Set problem: Reproduce the following records exactly from the line containing "of the shingle" onward, ending with the last line and including it.

Data lines:
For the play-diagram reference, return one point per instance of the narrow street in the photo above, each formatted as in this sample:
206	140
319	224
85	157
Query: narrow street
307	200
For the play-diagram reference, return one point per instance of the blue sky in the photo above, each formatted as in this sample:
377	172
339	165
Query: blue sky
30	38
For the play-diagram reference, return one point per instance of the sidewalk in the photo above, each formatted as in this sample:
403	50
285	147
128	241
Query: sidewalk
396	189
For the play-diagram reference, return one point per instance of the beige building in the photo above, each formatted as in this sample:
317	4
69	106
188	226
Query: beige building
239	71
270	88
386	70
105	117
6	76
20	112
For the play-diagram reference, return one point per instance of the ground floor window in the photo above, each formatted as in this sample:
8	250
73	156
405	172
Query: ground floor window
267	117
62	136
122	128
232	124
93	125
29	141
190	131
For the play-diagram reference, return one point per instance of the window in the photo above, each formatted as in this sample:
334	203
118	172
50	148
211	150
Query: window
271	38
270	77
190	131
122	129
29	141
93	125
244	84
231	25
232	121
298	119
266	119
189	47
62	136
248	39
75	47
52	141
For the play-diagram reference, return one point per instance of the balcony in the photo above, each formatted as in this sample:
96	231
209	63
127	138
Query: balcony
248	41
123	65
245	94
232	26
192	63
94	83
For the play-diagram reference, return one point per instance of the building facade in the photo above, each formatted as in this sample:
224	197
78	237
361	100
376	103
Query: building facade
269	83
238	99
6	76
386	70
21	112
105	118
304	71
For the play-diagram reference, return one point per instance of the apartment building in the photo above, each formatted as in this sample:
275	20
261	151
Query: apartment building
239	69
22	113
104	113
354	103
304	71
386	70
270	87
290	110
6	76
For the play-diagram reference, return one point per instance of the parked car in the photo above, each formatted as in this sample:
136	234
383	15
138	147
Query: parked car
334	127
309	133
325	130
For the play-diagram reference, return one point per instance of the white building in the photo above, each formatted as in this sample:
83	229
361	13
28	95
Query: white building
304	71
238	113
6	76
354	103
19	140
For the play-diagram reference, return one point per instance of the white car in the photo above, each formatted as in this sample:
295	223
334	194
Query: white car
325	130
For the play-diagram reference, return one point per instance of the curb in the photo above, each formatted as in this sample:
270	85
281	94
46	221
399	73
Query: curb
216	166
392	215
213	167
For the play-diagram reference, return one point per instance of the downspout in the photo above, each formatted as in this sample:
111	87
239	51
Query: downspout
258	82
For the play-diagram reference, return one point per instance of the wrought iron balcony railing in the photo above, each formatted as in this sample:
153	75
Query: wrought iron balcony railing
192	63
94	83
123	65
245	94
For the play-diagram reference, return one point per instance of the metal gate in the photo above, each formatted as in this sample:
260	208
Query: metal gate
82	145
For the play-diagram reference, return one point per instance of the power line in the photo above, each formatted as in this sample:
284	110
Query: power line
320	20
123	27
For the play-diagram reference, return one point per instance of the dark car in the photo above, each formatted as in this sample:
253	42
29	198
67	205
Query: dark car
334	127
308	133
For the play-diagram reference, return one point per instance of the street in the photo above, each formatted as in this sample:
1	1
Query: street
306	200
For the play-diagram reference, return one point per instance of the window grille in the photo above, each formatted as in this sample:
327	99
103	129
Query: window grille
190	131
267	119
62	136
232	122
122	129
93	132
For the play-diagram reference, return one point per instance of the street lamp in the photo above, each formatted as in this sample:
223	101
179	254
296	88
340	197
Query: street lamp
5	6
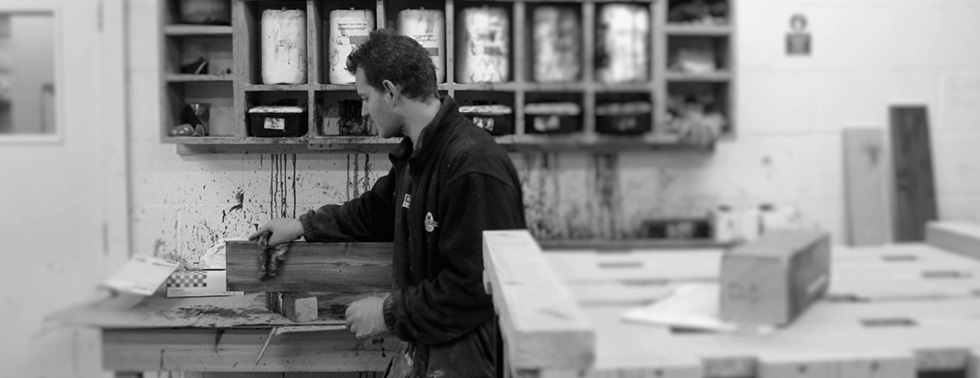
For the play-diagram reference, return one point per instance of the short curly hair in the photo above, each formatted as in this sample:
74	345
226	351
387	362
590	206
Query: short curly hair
388	55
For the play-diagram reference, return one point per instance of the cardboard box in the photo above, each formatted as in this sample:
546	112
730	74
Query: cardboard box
772	280
198	283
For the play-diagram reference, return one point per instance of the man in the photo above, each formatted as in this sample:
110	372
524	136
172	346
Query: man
449	182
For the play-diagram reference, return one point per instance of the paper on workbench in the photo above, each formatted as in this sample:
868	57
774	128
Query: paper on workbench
140	275
692	306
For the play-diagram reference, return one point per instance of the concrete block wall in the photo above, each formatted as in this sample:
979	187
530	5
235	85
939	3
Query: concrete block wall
866	56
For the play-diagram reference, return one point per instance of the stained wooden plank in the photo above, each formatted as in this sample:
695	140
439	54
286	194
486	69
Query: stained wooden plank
900	365
541	324
958	237
866	187
203	312
235	350
316	267
915	193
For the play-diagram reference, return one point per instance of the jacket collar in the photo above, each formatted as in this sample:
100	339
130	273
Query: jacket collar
430	135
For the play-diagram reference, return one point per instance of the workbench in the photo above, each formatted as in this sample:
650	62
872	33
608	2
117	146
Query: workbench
226	334
890	311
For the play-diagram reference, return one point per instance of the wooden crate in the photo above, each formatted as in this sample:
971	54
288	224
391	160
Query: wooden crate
891	311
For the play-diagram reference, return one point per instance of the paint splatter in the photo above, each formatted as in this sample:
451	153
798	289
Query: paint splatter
282	185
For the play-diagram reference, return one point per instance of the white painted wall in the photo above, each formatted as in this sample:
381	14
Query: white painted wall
60	201
867	55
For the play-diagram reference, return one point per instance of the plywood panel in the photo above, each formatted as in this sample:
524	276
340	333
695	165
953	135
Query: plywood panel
866	187
323	267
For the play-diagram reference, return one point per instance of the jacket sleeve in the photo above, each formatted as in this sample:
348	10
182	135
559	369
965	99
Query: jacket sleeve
454	302
368	218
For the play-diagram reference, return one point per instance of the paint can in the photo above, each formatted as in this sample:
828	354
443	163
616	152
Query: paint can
557	44
483	45
283	46
427	26
348	28
779	217
623	43
729	224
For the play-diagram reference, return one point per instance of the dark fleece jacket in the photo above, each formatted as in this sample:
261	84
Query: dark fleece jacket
433	205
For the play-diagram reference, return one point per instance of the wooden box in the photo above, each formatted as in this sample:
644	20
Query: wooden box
772	280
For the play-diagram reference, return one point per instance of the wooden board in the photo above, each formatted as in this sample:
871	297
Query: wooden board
313	267
915	193
933	334
899	272
866	187
540	322
205	312
958	237
235	350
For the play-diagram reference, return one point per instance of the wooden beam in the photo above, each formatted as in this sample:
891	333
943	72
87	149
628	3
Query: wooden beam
542	325
772	280
915	193
316	267
959	237
866	168
234	350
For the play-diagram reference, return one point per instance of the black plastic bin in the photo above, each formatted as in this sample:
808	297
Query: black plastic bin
277	121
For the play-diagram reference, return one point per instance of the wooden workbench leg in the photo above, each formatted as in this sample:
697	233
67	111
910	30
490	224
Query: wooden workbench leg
499	353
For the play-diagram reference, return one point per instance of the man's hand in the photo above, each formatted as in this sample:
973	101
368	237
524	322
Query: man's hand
278	231
365	318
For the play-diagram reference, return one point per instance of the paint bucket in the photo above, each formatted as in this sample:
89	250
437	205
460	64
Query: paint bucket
283	46
557	44
623	43
483	45
427	26
348	29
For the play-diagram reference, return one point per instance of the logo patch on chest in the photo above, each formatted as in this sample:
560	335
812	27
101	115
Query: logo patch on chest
430	224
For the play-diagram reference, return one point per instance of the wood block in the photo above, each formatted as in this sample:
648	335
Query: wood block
866	188
313	267
915	192
959	237
772	280
542	325
299	307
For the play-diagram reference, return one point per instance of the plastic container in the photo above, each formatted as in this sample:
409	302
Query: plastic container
277	121
552	118
483	45
557	42
628	118
495	119
623	43
283	46
428	27
208	12
348	29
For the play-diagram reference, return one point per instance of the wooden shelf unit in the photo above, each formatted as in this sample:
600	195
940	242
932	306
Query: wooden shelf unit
236	92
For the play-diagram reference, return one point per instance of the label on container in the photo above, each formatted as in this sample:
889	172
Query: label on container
275	124
485	123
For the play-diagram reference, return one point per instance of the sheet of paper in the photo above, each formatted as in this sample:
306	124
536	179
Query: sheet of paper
692	306
141	275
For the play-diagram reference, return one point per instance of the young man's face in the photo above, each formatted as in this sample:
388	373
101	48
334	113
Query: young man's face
377	103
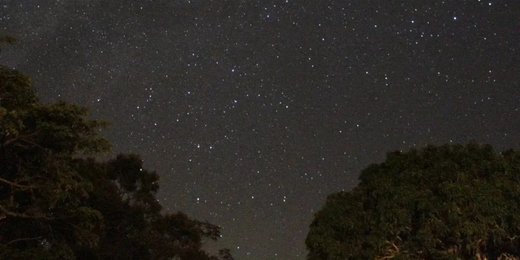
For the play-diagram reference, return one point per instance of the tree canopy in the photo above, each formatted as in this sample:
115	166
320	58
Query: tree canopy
58	202
439	202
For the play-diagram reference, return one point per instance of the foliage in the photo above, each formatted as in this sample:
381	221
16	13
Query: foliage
447	202
57	202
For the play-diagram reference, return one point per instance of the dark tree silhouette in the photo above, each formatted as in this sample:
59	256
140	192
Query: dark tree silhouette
447	202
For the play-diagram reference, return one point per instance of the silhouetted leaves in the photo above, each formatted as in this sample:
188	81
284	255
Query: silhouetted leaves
452	201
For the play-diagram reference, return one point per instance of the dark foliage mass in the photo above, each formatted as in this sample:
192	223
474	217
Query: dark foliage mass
58	202
439	202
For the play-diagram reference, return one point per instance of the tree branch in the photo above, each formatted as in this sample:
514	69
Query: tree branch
17	185
22	239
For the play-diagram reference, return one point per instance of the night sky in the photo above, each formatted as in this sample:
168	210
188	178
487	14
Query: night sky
252	111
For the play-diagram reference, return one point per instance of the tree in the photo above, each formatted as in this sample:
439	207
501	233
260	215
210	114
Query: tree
41	213
135	226
58	202
439	202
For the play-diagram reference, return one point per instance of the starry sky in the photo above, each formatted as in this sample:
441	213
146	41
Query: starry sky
253	111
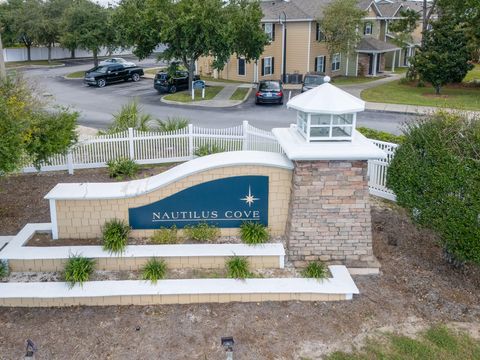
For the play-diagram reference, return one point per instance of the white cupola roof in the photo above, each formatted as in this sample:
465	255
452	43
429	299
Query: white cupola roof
326	99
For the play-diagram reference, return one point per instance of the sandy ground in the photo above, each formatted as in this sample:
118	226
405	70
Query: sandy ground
416	288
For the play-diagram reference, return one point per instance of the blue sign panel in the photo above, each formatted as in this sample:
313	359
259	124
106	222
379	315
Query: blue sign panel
199	84
226	203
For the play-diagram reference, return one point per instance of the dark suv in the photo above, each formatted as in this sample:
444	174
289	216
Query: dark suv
163	82
312	80
269	91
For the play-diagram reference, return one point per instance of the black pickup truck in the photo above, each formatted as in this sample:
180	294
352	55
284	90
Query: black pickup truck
104	74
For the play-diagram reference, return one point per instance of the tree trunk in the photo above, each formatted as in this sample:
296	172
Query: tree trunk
95	57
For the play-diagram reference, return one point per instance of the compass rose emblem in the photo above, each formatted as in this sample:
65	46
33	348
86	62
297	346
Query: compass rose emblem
249	199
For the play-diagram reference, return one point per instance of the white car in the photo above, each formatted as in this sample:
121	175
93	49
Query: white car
122	61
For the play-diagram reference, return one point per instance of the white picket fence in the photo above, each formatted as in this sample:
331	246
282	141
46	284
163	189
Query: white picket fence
181	145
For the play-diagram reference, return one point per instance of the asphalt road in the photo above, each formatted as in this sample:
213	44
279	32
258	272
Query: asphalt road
96	105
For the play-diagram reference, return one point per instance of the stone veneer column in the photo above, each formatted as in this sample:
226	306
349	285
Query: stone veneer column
329	214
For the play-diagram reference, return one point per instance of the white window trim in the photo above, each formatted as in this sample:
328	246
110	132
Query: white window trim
365	28
265	65
324	60
244	67
270	33
335	62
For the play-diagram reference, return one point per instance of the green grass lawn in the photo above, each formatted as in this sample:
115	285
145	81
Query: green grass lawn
186	96
473	74
437	342
210	78
456	97
350	80
76	75
239	94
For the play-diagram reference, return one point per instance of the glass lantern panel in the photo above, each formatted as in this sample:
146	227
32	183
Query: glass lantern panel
320	131
342	131
343	119
320	119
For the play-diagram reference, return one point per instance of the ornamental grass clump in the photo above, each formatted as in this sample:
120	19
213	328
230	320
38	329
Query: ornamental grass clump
238	267
316	270
254	233
3	269
78	269
122	168
115	235
165	236
202	232
154	270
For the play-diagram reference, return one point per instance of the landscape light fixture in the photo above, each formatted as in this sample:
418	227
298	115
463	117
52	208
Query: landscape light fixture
31	349
227	343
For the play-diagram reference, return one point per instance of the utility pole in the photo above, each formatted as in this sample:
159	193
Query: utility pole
3	73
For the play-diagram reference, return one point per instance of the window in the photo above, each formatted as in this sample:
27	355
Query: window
320	36
269	29
320	64
336	62
268	66
367	28
241	67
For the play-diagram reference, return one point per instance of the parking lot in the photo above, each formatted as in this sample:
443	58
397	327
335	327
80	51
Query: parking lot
96	105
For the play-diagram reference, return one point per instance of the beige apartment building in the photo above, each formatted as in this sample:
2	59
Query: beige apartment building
297	45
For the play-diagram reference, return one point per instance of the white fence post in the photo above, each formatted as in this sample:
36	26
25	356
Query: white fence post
245	135
70	162
131	145
190	140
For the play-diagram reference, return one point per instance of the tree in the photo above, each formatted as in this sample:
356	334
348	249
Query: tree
435	174
86	26
193	28
50	23
340	23
24	17
28	132
444	56
404	26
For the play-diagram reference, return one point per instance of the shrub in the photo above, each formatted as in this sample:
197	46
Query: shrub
154	270
238	267
253	233
78	269
381	135
115	235
3	268
202	232
120	168
130	116
208	149
165	236
435	174
172	124
315	269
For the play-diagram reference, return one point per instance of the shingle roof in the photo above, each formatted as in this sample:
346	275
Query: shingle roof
370	44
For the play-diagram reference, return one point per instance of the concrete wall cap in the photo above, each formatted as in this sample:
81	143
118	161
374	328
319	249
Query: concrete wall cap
128	189
297	148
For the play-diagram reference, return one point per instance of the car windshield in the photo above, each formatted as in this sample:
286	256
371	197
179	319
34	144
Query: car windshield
270	86
313	80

Output:
For the play-diagram reference, return one point per instance of the shingle roof in the photo above, each formatted as in this sample:
346	275
Query: shingle roof
370	44
For the play-diagram reference, return one point per instance of the concrete wall cap in the photo above, each formatted as in this sample:
81	143
118	161
374	328
319	249
Query: concrete wall cap
128	189
297	148
For the play-diagram reference, return one point per instance of the car windshield in the photo above, each formatted as in this sample:
286	256
371	197
179	319
34	144
Query: car windshield
270	86
313	80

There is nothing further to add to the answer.